Alcohol Abuse and Liver Damage
It is not possible for humans to survive for long without a functioning liver. This organ is able to sustain a great deal of damage and still recuperate, but there is a limit to hardiness of the liver. Those who chronically abuse alcohol can develop alcoholic liver disease. This leads to cirrhosis, a situation where it is no longer possible to repair the damage to the liver. Once this stage has been reached, the individual is at risk of developing life-threatening problems such as hepatic encephalopathy.
Hepatic Encephalopathy Explained
Hepatic encephalopathy is a change in mental functioning that is caused by liver failure. One of the vital roles of the liver is to remove toxins from the bloodstream. During liver failure, these toxins build up and begin to interrupt the normal brain function. The toxin that does the most damage is ammonia. If the situation is not treated, it can soon lead to hepatic coma and death.
Causes of Hepatic Encephalopathy
Hepatic encephalopathy most often occurs to people with an existing liver problem such as alcoholic liver disease. It can be triggered by:
* Kidney problems
* Low oxygen levels
* Abnormalities in electrolyte levels in the blood
* Bleeding from the esophagus, stomach or elsewhere
* Excessive consumption of protein
* Certain medications such as barbiturates
* A complication of surgery
* Damage to the liver
* Complications from a shunt procedure
Symptoms of Hepatic Encephalopathy
The Symptoms of hepatic encephalopathy include:
* Inability to concentrate
* A feeling of mental fogginess
* Mood swings
* Mild confusion
* Irrational behavior
* Problems with using the hands
* Deteriorated handwriting
* Memory problems
* Musty odor on the breath
* Changes in sleeping pattern
* Changes in personality
If the encephalopathy is severe, it can lead to symptoms such as:
* Disorientation concerning time and place
* Severe confusion
* Sluggish and slow movements
* Severe personality changes
* Agitation and aggression
* Slurred speech
Hepatic Encephalopathy and Alcoholic Liver Disease
Hepatic encephalopathy can occur in the final stage of alcoholic liver disease. Once cirrhosis has developed in the liver it leads to irreversible scaring. This means that the liver is unable to do its job properly. This organ is responsible for over 500 separate functions, so the effects of the damage soon become apparent. It is vital that anyone who has developed cirrhosis does not incur any further damage to the liver. This means complete abstinence from alcohol or anything else that could damage the organ further. It is also necessary to avoid any of the triggers that could lead to hepatic encephalopathy.

### [DATA BLOCK]
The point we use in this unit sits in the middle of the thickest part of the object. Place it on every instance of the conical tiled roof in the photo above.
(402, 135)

### [YOUR INSTRUCTIONS]
Reproduce the passage of the text on alcohol abuse and liver damage above, from "Alcohol Abuse and" up to and including "as hepatic encephalopathy.".

### [ANSWER TO THIS EXERCISE]
Alcohol Abuse and Liver Damage
It is not possible for humans to survive for long without a functioning liver. This organ is able to sustain a great deal of damage and still recuperate, but there is a limit to hardiness of the liver. Those who chronically abuse alcohol can develop alcoholic liver disease. This leads to cirrhosis, a situation where it is no longer possible to repair the damage to the liver. Once this stage has been reached, the individual is at risk of developing life-threatening problems such as hepatic encephalopathy.